Lines containing the word "instance" are the ones to copy from the records below.
[Opening GIVEN RECORDS section]
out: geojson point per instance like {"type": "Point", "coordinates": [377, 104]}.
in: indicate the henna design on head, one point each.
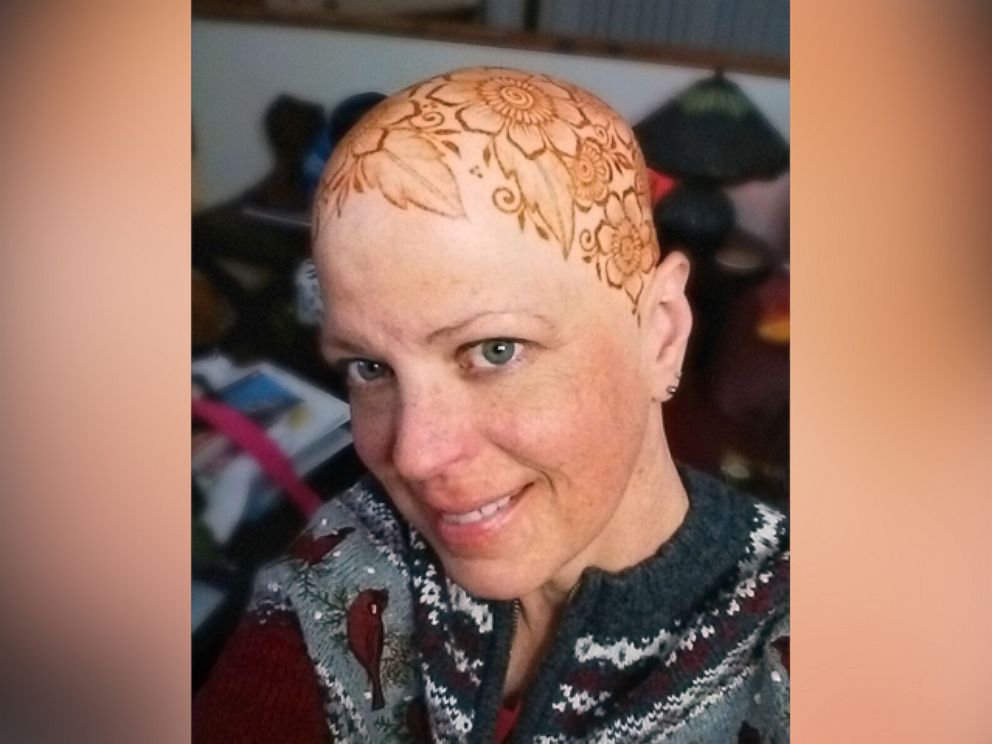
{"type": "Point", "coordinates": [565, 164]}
[Closing GIVEN RECORDS section]
[Opening GIVEN RECORDS section]
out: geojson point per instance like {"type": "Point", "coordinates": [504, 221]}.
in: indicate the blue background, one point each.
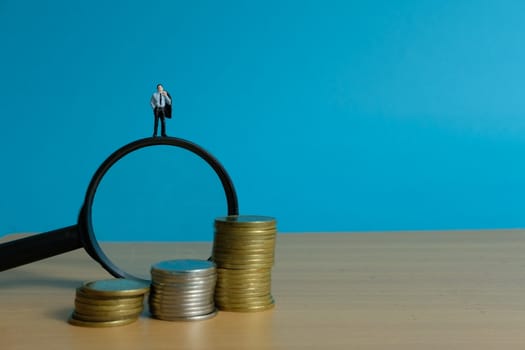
[Closing GIVEN RECORDS section]
RESULT FOR THIS EXERCISE:
out: geojson point per instance like {"type": "Point", "coordinates": [377, 104]}.
out: geojson point per instance like {"type": "Point", "coordinates": [504, 221]}.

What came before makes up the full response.